Exercise objective = Return the listing below unchanged, but without pictures.

Data listing =
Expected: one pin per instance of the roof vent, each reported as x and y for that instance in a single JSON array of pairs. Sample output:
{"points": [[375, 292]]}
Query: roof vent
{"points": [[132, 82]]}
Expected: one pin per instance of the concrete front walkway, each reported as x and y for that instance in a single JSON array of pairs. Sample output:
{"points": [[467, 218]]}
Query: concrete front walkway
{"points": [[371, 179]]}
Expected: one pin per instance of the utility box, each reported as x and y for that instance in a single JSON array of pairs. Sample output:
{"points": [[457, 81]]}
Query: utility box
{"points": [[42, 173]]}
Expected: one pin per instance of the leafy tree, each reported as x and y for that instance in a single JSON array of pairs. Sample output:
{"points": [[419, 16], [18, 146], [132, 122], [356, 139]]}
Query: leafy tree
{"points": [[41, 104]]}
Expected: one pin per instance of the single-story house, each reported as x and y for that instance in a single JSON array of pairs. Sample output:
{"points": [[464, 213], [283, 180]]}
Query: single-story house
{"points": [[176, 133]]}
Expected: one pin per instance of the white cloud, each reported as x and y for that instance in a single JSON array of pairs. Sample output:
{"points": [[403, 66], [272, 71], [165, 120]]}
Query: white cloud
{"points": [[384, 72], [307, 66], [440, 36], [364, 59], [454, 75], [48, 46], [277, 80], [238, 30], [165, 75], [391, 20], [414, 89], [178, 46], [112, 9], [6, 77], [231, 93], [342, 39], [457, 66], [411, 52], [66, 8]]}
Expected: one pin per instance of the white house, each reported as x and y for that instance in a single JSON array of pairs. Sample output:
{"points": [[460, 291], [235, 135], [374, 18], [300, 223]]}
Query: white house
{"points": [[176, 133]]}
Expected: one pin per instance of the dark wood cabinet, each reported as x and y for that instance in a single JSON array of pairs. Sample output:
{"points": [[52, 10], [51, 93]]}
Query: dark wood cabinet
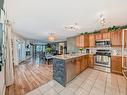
{"points": [[116, 38], [116, 64], [91, 40]]}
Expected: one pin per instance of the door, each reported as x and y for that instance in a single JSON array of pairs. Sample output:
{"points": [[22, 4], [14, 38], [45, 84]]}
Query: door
{"points": [[116, 38]]}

Solution to this exercise =
Expected: one pin per instance of the roof vent, each reported as x and y for that instance in a single JSON array of pairs. Sample output:
{"points": [[375, 292]]}
Query: roof vent
{"points": [[132, 82]]}
Expected: one pin per instance of the concrete front walkway, each reported as x and y for that instance in a single JSON array of pairs. Sample output:
{"points": [[467, 218]]}
Query: concrete front walkway
{"points": [[371, 179]]}
Expected: one pin per instance of the utility box, each reported as x and y for that instance in a single JSON array of pairs. Sample output:
{"points": [[457, 81]]}
Query: utility box
{"points": [[42, 173]]}
Expected: one pin per instance of the leafy tree, each reported as x and y for that instance in a single JSON array of pairs. Sample output:
{"points": [[419, 16], [18, 146], [132, 122], [356, 139]]}
Query: leafy tree
{"points": [[41, 104]]}
Expected: one pin per instance of the single-story house, each reported as x and y for that instance in a single JSON array of pairs. Sample output:
{"points": [[464, 213], [283, 180]]}
Query: single-story house
{"points": [[176, 133]]}
Expected: one pin per instance of the white cloud, each reported as x and y for that instance in a single JSON array of pairs. Sample output:
{"points": [[403, 66], [272, 71], [165, 120]]}
Query: white cloud
{"points": [[384, 72], [307, 66], [440, 36], [364, 59], [454, 75], [48, 46], [277, 80], [238, 30], [165, 75], [391, 20], [414, 89], [178, 46], [112, 9], [6, 77], [231, 93], [342, 39], [457, 66], [411, 52], [66, 8]]}
Expected: one pin per instance of the white house, each reported as x and y for that instance in a single JSON array of pairs. Sample output:
{"points": [[460, 291], [235, 135], [374, 18], [300, 223]]}
Query: white house
{"points": [[176, 133]]}
Expected: one pin per instance of the dark wood cabinet, each reported as x and y for that instance in a single JSON array of pairs. Sample output:
{"points": [[52, 10], [51, 93]]}
Query: dark wood cabinet
{"points": [[116, 38], [116, 64], [91, 40]]}
Expected: one pin per instance of the door, each reported as x and y for that instance in a single JSON array of pairs. Sample output:
{"points": [[22, 4], [14, 38], [45, 84]]}
Query: door
{"points": [[116, 38]]}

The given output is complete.